GOAL OF THE EXERCISE:
Please repeat the data exactly. Any picture in it stays out.

RECORDS FOR PROCESSING:

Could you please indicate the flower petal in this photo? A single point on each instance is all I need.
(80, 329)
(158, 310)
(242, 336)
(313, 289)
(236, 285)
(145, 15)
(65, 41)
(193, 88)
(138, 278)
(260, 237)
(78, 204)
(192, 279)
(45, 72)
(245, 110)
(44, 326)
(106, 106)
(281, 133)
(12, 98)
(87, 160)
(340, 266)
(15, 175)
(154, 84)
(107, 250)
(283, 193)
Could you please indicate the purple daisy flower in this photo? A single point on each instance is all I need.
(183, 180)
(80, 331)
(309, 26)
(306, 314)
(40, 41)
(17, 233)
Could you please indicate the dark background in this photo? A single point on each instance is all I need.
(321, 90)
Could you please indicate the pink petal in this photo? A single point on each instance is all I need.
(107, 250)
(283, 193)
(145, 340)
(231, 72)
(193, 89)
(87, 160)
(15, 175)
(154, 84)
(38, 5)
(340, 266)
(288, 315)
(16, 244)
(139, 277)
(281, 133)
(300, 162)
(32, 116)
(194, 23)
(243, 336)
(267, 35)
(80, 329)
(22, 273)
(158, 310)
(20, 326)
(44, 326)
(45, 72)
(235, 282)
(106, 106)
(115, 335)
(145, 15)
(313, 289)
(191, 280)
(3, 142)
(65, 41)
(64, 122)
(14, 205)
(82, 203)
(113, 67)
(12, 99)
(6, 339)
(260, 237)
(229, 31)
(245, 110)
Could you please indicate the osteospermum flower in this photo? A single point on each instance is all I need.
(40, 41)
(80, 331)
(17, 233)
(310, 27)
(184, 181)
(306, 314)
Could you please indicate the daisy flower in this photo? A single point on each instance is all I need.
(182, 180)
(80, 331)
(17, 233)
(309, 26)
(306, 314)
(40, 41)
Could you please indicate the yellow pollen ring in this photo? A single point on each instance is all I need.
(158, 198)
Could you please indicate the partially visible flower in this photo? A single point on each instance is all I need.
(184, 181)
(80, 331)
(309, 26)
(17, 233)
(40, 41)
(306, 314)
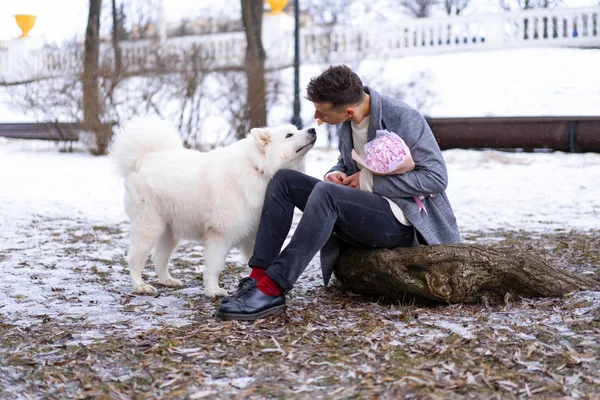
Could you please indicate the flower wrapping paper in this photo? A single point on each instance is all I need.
(387, 154)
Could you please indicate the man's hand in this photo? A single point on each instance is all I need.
(336, 177)
(352, 180)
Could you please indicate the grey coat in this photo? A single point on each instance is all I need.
(430, 176)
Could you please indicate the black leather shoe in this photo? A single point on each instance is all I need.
(244, 285)
(251, 305)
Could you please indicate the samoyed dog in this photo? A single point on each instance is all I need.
(173, 193)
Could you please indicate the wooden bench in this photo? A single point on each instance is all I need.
(63, 131)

RESULT:
Could you please indicate the flower petal in this photo? A single point on each instance is all I need.
(80, 329)
(158, 310)
(242, 336)
(313, 289)
(236, 285)
(145, 15)
(65, 41)
(193, 88)
(138, 278)
(260, 237)
(78, 204)
(192, 279)
(45, 72)
(245, 110)
(44, 326)
(106, 106)
(281, 133)
(12, 98)
(87, 160)
(340, 266)
(15, 175)
(154, 84)
(107, 250)
(283, 193)
Could you please indicate the purple daisy flower in this photo? A single point on each instance is all I need.
(183, 180)
(80, 331)
(309, 26)
(306, 314)
(40, 41)
(17, 233)
Could you please indicate the dark background in this photo? A single point on each instance is all I need.
(321, 90)
Could you please indicate the pink petal in this photo? A single point on each instance is all I need.
(107, 250)
(283, 193)
(145, 340)
(231, 72)
(193, 89)
(87, 160)
(15, 175)
(154, 84)
(38, 5)
(340, 266)
(288, 315)
(16, 244)
(139, 277)
(281, 133)
(300, 162)
(32, 116)
(194, 23)
(243, 336)
(267, 35)
(80, 329)
(22, 273)
(158, 310)
(20, 326)
(44, 326)
(45, 72)
(235, 282)
(106, 106)
(115, 335)
(145, 15)
(313, 289)
(191, 280)
(3, 142)
(65, 41)
(64, 122)
(14, 205)
(82, 203)
(113, 67)
(12, 99)
(6, 339)
(260, 237)
(229, 31)
(245, 110)
Could you please indicate the osteospermum flower in this photo? A single point on each instance is all I need.
(40, 41)
(80, 331)
(17, 233)
(310, 27)
(184, 181)
(306, 314)
Could you please indicate the daisy flower in this photo? A single point on each instance is all I need.
(182, 180)
(80, 331)
(17, 233)
(309, 26)
(306, 314)
(40, 41)
Could you please indicate the yellow pollen ring in this photo? A single point on each instance is all I need.
(158, 198)
Could you please indicate the partially visible flower in this photo? A single point on each instance is all I need.
(184, 181)
(80, 331)
(309, 26)
(17, 233)
(40, 41)
(306, 314)
Could you please indicate the flower wrapping paper in this photo? A single point on each instance is all I need.
(387, 154)
Could you please indicate the man's hand in this photo? A single point on each instance is all I need.
(336, 177)
(352, 180)
Could you please indicate the grey coat in this photo? A single point on each instance is all I need.
(430, 176)
Could you please indicate the black leather shoe in this photo? A single point on each instance is all I need.
(244, 285)
(251, 305)
Could you please indicate the samoyed dog in this photo? A single point on each instance is all I need.
(173, 193)
Could you please indicate the wooden bench in this photo? A single point on each instance is all I need.
(63, 131)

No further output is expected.